» YOUR INSTRUCTIONS:
Reproduce word for word the stretch of the data below, from the line containing "Q: Where on this screen is the pale green" through the line containing "xmin=265 ymin=133 xmax=296 ymax=158", including both of those lines.

• • • • •

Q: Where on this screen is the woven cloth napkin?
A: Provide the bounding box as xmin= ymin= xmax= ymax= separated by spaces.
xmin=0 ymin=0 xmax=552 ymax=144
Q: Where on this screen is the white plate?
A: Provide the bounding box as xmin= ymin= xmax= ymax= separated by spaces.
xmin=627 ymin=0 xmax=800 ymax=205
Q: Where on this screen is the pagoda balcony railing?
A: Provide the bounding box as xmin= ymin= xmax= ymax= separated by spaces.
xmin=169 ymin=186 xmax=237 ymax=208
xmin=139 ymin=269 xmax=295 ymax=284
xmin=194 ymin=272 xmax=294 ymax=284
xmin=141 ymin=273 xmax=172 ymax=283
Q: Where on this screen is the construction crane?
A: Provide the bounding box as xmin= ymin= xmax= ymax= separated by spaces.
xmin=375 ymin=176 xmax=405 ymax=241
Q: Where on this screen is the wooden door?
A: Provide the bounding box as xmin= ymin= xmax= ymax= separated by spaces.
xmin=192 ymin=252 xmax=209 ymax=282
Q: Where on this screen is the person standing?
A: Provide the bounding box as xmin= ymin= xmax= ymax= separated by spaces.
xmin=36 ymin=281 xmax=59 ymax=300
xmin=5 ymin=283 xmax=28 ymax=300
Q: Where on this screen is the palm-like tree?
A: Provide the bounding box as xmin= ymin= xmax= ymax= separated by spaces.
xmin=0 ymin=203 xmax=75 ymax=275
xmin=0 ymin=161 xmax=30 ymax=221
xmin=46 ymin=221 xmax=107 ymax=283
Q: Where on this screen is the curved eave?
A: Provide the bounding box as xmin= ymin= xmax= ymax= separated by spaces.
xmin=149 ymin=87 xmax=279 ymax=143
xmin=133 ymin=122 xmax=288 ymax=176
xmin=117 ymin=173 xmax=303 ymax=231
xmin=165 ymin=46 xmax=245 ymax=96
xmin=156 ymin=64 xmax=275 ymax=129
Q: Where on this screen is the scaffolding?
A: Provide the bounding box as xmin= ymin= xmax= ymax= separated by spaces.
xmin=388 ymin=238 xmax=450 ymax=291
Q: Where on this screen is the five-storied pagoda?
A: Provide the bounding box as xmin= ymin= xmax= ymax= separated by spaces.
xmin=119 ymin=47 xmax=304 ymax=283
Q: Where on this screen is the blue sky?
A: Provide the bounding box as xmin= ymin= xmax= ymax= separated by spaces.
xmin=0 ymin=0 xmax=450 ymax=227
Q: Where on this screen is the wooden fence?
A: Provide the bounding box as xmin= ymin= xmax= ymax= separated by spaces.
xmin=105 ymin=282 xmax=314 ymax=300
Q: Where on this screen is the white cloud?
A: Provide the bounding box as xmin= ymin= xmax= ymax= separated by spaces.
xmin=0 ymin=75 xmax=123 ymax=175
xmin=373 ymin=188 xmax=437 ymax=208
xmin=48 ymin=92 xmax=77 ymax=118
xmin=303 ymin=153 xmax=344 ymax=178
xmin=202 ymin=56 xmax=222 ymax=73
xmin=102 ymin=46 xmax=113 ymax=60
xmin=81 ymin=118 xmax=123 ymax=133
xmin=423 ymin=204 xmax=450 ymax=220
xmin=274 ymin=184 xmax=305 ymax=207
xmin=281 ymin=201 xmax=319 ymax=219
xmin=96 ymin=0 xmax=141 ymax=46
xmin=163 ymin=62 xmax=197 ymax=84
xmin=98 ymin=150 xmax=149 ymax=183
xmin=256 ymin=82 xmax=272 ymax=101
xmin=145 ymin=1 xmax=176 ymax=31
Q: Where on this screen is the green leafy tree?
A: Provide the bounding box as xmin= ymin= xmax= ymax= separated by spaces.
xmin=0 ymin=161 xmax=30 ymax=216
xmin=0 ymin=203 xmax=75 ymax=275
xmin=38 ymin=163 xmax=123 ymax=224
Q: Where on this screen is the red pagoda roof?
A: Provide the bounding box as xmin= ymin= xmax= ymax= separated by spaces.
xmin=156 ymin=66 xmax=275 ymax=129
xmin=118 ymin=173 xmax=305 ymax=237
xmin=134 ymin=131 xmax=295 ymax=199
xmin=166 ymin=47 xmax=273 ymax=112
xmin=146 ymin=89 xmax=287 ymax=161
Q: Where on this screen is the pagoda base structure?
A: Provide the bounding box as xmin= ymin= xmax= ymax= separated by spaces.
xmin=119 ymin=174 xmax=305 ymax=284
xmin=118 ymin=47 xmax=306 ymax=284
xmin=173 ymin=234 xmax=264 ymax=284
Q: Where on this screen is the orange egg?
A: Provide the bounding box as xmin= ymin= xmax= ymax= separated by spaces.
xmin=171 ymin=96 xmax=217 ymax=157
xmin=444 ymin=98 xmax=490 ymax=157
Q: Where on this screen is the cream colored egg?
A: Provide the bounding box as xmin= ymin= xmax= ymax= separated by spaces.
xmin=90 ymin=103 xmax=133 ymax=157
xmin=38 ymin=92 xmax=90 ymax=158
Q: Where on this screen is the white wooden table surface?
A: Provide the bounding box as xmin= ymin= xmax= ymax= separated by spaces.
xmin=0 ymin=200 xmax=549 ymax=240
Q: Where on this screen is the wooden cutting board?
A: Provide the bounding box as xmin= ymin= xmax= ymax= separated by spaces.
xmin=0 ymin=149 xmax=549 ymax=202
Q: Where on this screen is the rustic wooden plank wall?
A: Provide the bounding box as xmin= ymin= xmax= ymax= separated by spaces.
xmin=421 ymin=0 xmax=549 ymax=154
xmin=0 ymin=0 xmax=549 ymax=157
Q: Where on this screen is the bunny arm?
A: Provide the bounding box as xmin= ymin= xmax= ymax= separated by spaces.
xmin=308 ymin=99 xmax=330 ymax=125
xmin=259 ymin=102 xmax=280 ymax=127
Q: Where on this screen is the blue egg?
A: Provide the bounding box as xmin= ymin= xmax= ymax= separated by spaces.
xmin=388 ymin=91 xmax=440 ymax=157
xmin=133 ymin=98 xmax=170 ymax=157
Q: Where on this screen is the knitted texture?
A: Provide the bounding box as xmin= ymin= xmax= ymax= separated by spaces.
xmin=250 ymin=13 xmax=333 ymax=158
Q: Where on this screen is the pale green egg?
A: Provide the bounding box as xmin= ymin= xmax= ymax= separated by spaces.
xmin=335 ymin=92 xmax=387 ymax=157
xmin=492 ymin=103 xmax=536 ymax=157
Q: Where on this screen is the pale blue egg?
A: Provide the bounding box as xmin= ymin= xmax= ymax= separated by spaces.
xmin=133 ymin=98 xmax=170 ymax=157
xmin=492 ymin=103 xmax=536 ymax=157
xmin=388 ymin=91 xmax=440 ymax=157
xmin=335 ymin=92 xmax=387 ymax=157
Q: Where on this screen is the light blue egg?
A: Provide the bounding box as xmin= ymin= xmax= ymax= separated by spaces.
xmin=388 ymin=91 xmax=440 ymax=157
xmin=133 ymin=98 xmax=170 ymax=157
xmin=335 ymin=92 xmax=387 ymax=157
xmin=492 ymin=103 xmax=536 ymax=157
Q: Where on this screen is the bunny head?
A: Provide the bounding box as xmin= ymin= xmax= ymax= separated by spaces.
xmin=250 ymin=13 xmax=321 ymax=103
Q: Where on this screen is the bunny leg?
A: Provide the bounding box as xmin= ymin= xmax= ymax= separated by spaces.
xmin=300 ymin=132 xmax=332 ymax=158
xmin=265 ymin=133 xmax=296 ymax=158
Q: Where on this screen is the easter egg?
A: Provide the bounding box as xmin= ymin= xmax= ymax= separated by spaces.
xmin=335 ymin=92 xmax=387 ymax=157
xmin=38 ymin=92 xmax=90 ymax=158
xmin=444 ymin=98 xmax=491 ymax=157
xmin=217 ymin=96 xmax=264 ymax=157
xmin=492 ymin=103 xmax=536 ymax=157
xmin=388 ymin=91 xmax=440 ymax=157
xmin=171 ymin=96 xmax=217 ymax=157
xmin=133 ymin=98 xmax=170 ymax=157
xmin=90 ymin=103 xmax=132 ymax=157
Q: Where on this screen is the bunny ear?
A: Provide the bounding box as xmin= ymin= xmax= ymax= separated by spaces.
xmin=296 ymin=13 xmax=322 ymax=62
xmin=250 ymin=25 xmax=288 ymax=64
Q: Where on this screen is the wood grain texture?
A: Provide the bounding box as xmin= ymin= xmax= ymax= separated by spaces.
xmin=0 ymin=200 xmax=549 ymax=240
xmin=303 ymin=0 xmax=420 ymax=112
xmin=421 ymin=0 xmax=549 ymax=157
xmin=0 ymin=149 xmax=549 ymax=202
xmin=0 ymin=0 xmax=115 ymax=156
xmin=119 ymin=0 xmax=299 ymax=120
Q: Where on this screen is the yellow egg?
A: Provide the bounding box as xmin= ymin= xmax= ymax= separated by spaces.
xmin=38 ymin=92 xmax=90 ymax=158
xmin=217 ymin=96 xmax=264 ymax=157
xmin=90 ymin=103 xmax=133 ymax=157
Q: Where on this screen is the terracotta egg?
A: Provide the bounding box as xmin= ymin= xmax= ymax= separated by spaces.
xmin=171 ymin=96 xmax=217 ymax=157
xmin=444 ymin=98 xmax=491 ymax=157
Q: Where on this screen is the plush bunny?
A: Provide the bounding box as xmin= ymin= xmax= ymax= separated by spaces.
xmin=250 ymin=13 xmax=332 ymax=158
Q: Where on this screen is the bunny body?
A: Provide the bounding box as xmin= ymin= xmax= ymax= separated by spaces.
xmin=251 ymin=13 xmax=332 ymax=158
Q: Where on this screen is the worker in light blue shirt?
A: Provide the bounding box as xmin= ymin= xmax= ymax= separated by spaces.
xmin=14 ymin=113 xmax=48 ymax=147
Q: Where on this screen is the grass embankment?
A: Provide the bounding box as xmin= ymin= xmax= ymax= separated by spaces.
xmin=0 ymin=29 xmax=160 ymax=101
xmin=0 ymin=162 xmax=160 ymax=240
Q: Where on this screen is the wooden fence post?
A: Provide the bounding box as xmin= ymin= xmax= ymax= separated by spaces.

• • • • •

» SOLUTION FOR THIS EXERCISE:
Q: Where on this screen is the pale green egg?
A: Provide the bounding box as xmin= ymin= xmax= ymax= separated by spaces.
xmin=335 ymin=92 xmax=387 ymax=157
xmin=492 ymin=103 xmax=536 ymax=157
Q: Where on this screen is the pale blue egg?
A: Provide the bounding box as xmin= ymin= xmax= ymax= separated by spaces.
xmin=133 ymin=98 xmax=170 ymax=157
xmin=492 ymin=103 xmax=536 ymax=157
xmin=388 ymin=91 xmax=440 ymax=157
xmin=335 ymin=92 xmax=387 ymax=157
Q: Where on this screen is the light blue egg?
A: Provide the bounding box as xmin= ymin= xmax= ymax= separated by spaces.
xmin=388 ymin=91 xmax=440 ymax=157
xmin=133 ymin=98 xmax=170 ymax=157
xmin=335 ymin=92 xmax=387 ymax=157
xmin=492 ymin=103 xmax=536 ymax=157
Q: Where on this screen is the bunny head?
A: Provide the bounding box as xmin= ymin= xmax= ymax= separated by spaces.
xmin=250 ymin=13 xmax=321 ymax=103
Q: Where on this screen is the bunny leg?
A: Provide the bounding box as xmin= ymin= xmax= ymax= separated by spaces.
xmin=300 ymin=132 xmax=332 ymax=158
xmin=265 ymin=133 xmax=296 ymax=158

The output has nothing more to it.